Labeled contour entries:
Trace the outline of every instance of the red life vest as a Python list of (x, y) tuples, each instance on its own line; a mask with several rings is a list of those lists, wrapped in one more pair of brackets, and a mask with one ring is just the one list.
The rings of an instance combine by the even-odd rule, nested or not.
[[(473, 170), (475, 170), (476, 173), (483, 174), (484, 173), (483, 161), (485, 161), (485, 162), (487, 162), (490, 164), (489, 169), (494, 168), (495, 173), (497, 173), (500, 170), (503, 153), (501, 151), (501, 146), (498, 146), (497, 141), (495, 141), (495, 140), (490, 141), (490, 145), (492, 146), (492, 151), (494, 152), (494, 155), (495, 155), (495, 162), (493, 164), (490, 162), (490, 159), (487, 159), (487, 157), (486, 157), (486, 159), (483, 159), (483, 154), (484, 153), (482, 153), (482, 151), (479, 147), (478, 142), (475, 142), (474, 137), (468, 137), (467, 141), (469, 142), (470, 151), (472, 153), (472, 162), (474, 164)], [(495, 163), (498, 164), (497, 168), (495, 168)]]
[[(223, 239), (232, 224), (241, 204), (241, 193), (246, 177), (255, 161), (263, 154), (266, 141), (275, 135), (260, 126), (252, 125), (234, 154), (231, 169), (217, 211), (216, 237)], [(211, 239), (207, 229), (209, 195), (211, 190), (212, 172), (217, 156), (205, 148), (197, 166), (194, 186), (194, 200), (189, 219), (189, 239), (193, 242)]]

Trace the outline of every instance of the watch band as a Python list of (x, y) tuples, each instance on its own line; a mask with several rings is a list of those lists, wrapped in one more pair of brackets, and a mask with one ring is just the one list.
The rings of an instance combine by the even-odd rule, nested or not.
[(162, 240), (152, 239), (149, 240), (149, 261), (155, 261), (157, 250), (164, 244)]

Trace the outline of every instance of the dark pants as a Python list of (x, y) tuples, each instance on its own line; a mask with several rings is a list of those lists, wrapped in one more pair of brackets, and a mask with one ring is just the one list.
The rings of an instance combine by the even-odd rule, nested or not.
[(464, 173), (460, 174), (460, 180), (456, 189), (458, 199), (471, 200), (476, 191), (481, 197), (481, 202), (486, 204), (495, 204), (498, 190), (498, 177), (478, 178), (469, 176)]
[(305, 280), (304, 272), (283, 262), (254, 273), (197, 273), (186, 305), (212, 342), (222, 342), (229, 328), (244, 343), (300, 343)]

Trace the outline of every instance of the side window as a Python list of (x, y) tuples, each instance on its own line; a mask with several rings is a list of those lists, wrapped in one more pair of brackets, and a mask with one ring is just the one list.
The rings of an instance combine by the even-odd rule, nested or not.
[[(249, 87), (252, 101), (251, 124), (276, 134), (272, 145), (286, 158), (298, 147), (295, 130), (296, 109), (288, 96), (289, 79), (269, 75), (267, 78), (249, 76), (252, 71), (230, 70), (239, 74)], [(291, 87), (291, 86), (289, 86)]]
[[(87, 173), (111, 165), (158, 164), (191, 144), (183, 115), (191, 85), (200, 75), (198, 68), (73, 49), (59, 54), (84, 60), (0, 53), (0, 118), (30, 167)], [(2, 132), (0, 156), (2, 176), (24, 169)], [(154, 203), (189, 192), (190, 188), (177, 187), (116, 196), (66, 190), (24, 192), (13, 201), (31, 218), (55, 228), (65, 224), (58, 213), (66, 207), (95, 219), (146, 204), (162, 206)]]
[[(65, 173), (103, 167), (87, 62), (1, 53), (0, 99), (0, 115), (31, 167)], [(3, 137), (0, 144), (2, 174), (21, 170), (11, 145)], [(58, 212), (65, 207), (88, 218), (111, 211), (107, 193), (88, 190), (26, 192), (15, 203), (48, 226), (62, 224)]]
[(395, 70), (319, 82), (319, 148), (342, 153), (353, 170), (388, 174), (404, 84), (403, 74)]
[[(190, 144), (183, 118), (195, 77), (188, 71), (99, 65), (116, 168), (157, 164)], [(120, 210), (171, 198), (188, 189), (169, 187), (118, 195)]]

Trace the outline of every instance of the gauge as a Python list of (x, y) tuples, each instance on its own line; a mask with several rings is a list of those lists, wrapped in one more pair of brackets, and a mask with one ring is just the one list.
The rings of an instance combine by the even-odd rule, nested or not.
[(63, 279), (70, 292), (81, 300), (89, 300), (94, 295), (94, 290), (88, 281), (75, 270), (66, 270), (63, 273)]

## Task details
Starting at the line containing "Trace the outline of every instance of the dark" and ending at the line containing "343), (300, 343)]", write those lines out again with "dark pants" swapped for "black trousers" and nothing else altered.

## Answer for the task
Trace the outline of every instance of the black trousers as a Python list of (x, y) tuples, each instance on its own line; a mask with several rings is a list of those lists, wrapped in one more pair of brackets, and a mask with one ring is just the one list.
The rings of an instance combine by the even-odd rule, nested or not.
[(464, 173), (460, 174), (460, 180), (456, 189), (458, 199), (471, 200), (476, 191), (481, 197), (481, 202), (486, 204), (495, 204), (498, 190), (498, 177), (478, 178), (469, 176)]
[(305, 280), (304, 272), (283, 262), (254, 273), (197, 273), (186, 305), (212, 342), (222, 342), (229, 328), (244, 343), (300, 343)]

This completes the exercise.